#### [EXERCISE DIRECTIONS]
Output a JSON list of strings, one per line, for the rows below, starting at the line that has "wooden sign frame" and ending after the line that has "[(237, 130)]". Leave out any blank lines.

#### [PROVIDED DATA]
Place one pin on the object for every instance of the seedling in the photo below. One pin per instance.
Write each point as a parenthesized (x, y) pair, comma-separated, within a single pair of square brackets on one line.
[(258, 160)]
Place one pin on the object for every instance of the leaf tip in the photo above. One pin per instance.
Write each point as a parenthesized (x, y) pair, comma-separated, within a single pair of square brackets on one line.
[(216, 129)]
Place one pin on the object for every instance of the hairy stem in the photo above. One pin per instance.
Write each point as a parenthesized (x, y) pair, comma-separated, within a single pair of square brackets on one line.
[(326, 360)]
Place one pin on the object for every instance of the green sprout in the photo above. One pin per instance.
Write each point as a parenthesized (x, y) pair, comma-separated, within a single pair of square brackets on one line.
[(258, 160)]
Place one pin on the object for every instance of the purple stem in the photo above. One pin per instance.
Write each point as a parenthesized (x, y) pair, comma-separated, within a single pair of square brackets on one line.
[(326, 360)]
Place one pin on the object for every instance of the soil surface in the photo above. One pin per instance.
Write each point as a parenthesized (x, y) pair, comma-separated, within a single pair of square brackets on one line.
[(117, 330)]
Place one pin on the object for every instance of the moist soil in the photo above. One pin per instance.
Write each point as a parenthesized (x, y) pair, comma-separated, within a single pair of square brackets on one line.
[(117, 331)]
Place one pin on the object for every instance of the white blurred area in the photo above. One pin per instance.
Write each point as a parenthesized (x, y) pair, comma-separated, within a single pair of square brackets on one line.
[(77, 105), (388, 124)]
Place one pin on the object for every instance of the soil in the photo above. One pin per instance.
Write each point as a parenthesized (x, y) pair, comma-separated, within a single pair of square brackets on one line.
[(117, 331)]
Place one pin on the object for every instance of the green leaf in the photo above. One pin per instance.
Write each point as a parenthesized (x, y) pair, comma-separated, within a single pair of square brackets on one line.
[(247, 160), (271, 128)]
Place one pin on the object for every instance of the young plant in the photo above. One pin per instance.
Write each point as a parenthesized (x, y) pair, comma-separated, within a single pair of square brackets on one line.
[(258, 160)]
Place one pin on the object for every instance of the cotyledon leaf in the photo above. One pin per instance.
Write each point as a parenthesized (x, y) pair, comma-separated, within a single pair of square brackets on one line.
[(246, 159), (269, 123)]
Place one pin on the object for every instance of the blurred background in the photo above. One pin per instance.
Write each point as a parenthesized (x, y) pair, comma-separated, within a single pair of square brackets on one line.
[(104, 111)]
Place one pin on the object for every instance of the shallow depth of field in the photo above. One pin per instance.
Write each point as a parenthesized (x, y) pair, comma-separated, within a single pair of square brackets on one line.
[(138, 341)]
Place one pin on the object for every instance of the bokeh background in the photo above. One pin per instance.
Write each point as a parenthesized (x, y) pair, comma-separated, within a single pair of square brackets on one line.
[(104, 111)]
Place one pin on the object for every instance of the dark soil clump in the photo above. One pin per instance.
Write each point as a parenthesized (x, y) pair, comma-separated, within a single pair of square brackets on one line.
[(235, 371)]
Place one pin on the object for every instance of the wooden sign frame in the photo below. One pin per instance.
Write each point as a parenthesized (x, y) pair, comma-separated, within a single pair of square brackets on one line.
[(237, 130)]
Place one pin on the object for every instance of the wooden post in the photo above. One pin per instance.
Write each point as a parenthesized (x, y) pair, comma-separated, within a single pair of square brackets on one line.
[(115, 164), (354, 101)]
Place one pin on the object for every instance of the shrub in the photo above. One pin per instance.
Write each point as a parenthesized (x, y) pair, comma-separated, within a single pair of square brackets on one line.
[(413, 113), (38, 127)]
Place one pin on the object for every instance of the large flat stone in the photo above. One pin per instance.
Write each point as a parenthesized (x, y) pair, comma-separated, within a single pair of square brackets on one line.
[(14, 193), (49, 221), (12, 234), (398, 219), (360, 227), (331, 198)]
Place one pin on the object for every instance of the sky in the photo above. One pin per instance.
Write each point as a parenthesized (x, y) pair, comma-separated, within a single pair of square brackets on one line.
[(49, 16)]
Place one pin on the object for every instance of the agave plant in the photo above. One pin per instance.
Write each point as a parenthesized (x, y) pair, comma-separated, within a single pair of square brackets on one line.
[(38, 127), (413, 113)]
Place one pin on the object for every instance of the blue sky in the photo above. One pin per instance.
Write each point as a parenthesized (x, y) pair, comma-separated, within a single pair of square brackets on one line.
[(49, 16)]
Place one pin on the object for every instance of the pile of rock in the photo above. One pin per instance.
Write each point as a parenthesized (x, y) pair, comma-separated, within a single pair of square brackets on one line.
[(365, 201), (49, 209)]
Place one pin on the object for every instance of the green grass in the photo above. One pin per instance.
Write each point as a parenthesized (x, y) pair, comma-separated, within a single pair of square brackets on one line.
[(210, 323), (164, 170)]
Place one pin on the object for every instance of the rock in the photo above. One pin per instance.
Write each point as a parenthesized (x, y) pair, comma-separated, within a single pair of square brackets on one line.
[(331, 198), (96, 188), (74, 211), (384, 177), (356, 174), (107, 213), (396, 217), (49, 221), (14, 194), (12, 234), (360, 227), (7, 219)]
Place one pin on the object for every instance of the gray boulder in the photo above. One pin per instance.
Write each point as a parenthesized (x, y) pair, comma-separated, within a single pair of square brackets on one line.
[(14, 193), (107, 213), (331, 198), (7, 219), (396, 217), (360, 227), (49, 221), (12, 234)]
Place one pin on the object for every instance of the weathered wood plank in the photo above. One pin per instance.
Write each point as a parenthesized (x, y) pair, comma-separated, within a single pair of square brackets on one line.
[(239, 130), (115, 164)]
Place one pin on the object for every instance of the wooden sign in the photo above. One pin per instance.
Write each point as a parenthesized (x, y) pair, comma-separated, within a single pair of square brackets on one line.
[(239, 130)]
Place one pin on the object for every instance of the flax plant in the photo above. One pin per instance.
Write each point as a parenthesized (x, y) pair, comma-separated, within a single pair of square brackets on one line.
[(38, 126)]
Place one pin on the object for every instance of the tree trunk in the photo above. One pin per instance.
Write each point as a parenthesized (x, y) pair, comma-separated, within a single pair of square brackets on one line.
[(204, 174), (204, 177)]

--

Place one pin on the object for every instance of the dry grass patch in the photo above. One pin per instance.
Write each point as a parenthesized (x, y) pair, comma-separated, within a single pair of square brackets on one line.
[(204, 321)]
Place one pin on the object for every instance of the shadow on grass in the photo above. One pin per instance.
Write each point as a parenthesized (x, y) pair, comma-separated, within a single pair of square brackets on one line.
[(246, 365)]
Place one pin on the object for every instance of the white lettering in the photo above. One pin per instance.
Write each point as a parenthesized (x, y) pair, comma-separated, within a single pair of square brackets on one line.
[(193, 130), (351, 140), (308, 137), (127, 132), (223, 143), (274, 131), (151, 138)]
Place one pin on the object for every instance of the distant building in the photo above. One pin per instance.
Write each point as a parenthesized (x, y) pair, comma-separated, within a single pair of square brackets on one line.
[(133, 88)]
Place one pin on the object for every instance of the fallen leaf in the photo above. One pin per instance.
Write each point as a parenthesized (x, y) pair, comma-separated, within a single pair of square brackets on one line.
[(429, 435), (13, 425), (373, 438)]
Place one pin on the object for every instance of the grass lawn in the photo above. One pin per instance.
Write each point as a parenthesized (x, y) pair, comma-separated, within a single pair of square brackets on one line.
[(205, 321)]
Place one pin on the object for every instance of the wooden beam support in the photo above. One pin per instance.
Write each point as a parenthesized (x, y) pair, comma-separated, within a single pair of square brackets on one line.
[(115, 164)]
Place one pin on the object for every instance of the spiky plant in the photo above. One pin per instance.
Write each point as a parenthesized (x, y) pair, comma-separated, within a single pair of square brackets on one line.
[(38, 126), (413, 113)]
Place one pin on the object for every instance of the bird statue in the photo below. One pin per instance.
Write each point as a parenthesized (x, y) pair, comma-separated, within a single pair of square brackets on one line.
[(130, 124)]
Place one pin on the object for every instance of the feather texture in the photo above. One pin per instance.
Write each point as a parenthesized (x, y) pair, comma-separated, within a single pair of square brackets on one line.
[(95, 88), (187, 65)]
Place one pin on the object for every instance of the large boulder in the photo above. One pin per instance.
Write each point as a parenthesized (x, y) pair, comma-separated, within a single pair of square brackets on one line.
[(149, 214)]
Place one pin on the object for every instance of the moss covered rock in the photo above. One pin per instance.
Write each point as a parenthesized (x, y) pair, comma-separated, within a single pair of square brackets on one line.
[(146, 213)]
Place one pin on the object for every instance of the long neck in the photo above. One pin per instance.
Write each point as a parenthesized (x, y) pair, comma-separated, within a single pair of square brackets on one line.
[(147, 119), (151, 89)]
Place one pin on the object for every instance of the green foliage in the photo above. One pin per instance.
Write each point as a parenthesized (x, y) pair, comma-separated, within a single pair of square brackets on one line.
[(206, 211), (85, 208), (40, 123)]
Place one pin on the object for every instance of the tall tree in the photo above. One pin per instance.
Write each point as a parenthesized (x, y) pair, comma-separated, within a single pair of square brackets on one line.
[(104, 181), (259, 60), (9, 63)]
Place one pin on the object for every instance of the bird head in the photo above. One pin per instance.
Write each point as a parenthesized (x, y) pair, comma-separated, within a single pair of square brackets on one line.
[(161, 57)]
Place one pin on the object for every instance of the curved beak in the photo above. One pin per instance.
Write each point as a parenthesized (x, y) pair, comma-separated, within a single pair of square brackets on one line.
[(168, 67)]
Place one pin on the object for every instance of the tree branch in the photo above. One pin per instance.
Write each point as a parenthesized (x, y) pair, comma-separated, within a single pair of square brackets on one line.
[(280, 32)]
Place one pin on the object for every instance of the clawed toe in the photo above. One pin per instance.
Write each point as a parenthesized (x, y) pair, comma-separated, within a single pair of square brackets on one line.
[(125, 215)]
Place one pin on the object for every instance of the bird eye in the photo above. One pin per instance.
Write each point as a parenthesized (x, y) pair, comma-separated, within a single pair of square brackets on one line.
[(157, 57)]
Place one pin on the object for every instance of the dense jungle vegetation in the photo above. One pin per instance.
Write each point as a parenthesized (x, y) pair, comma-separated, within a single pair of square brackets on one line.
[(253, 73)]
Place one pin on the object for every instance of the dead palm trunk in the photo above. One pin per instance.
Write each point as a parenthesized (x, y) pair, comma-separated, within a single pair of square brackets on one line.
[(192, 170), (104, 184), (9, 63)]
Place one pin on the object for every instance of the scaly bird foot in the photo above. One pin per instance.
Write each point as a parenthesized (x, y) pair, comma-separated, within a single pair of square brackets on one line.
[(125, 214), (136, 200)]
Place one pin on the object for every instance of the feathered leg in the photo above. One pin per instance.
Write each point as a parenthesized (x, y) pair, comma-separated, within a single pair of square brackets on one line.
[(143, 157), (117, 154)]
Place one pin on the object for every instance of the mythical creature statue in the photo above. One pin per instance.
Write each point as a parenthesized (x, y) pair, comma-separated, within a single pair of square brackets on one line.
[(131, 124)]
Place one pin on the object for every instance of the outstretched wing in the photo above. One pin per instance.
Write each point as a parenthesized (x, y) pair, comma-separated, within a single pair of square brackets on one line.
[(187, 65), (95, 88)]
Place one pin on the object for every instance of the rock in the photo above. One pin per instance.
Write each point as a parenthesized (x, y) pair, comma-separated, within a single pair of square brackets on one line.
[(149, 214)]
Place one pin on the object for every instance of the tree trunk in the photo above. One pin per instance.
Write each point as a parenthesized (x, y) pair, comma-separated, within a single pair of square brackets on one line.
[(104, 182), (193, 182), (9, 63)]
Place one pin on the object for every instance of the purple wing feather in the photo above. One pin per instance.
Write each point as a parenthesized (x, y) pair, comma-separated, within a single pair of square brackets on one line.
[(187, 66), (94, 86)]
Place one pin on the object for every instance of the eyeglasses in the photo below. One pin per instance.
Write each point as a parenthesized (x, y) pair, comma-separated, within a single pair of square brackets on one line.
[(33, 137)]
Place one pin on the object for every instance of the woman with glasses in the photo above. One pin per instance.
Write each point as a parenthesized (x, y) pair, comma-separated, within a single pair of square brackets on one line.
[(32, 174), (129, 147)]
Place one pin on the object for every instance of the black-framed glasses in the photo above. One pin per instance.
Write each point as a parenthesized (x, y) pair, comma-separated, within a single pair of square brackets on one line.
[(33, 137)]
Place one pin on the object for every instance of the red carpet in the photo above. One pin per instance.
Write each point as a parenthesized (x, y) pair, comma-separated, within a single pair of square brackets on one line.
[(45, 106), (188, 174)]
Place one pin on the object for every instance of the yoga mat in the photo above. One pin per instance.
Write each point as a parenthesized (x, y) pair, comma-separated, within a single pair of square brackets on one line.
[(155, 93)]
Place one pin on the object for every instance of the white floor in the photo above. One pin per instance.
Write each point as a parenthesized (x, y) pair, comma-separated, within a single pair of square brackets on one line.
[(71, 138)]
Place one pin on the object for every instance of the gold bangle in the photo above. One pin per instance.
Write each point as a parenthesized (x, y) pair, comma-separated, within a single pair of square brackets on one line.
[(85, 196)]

#### [EXPECTED OUTPUT]
[
  "Place one pin on the object for every instance of the wooden sign frame in the photo below. One pin per instance.",
  "Write each point as a parenthesized (x, y) pair, comma-separated, within a single pair of square brackets on one line.",
  "[(237, 130)]"
]